Written task.
Copy word for word the part of the entries that starts with the line containing "Check that every instance of the hat" and ends with the line containing "column 303, row 115", including both of those lines. Give only that part.

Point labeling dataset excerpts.
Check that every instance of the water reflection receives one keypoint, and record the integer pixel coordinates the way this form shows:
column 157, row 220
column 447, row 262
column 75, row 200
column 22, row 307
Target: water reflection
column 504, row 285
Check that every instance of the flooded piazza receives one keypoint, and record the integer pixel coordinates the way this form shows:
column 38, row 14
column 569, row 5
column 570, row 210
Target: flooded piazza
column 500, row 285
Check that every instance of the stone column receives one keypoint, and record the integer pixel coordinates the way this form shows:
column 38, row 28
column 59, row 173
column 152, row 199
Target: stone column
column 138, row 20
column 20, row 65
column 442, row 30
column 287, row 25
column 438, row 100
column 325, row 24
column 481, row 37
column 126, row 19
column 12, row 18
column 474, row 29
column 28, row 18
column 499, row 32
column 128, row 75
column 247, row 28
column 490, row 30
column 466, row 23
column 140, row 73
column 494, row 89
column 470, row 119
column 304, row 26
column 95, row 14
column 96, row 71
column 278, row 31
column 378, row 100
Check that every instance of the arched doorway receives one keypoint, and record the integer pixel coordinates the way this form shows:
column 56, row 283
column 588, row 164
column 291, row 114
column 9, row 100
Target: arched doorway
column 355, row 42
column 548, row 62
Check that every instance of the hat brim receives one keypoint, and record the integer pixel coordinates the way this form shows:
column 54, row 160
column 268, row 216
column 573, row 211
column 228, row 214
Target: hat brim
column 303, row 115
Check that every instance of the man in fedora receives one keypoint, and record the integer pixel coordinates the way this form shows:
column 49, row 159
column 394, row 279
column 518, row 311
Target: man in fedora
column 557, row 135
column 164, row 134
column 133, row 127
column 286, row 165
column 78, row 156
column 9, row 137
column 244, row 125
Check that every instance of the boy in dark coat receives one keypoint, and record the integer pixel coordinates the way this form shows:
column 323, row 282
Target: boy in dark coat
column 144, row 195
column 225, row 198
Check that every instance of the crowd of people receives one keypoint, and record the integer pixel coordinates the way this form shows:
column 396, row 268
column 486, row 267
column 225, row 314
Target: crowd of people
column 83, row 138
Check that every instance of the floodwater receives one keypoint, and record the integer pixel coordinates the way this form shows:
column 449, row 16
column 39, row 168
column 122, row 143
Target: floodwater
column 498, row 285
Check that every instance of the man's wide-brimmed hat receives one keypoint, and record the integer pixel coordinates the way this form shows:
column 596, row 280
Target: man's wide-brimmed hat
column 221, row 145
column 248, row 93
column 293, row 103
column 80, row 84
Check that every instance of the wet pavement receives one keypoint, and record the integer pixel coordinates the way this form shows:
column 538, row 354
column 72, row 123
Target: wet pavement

Response.
Check that every instance of the hat brim receives one keypoint, and record the integer pixel coordinates the way this form shows:
column 54, row 160
column 268, row 216
column 573, row 211
column 228, row 214
Target: hat brim
column 303, row 115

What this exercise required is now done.